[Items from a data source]
□ □ □

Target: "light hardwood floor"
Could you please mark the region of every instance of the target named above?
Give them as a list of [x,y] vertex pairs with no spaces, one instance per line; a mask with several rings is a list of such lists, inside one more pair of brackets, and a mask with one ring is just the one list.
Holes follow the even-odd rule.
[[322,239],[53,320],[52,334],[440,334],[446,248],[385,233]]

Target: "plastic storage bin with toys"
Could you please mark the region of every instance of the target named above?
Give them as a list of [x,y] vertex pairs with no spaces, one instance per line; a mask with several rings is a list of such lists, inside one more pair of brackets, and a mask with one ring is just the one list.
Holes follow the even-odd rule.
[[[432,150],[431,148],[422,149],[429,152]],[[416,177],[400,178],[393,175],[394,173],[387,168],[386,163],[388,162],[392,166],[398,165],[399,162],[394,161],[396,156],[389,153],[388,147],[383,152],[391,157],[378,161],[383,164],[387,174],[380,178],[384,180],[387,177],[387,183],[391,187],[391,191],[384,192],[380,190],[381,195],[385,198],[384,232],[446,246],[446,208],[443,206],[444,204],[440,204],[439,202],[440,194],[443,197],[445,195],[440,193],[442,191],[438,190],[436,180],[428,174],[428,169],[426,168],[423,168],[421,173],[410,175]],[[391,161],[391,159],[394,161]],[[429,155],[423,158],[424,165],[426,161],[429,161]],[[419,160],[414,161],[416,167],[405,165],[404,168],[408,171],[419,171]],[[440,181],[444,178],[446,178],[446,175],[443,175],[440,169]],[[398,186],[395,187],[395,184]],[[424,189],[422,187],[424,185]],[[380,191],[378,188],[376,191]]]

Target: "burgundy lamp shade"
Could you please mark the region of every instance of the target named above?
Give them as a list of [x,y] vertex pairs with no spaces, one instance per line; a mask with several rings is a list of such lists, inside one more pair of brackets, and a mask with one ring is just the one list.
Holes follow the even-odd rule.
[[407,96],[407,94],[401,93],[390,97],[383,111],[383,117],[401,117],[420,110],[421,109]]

□ □ □

• Problem to work on: Render the listing from its first line through the line containing "[[322,239],[53,320],[52,334],[440,334],[446,248],[385,233]]", both included, as a numbered list with any blank lines omitted.

• Final result:
1. Target: "light hardwood floor"
2. Could you please mark the region of every instance of the target named above?
3. Give them as a list of [x,y] vertex pairs with no spaces, one instance per line; a mask with several rings is a list of such lists, inside one more pair of brackets, and a mask with one ring is just the one list.
4. Holes follow the even-odd rule.
5. [[322,239],[53,320],[52,334],[440,334],[446,248],[385,233]]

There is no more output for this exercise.